• Try it
Which lines of the data contain the string "window"? Copy every one.

━━━ Exercise data ━━━

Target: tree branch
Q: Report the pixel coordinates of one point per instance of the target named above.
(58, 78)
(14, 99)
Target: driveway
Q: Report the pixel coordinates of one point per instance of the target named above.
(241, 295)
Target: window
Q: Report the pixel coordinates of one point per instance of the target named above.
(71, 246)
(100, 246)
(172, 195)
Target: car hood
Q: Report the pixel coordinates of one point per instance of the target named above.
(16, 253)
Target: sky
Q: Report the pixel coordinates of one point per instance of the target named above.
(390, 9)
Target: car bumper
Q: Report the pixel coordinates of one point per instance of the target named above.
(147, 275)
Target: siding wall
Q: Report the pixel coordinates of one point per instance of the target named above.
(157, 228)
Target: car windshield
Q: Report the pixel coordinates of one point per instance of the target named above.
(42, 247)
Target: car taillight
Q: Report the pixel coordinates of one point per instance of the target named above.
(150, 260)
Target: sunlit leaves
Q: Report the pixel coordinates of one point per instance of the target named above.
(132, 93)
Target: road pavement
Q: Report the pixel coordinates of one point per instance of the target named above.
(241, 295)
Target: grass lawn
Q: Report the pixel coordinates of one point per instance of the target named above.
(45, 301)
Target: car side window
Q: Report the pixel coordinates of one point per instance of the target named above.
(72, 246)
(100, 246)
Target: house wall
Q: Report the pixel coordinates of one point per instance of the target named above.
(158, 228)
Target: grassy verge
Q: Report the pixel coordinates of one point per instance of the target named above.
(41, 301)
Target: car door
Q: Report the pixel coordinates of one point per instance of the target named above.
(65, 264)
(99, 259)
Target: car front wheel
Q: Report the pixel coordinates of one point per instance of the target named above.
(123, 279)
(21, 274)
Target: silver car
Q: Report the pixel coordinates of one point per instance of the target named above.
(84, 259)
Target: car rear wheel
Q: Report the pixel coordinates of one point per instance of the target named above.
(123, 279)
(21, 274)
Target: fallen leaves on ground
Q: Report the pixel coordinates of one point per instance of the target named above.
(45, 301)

━━━

• Answer below
Target: window
Target: car side window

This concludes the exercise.